WORK REQUIRED:
Count the lines in the material below that contain the string "this", treating uppercase and lowercase as different. Reply with the number alone.

DATA PROVIDED:
────────────────────────────────────────

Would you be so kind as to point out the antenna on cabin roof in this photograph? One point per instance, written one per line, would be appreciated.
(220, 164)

────────────────────────────────────────

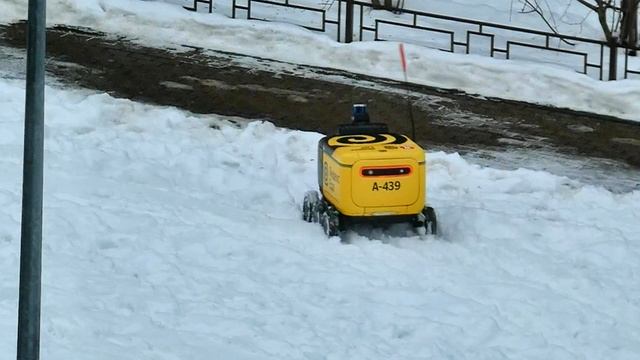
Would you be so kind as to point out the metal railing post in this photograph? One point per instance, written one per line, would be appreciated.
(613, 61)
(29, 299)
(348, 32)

────────────────────────────────────────

FULL RESPONSE:
2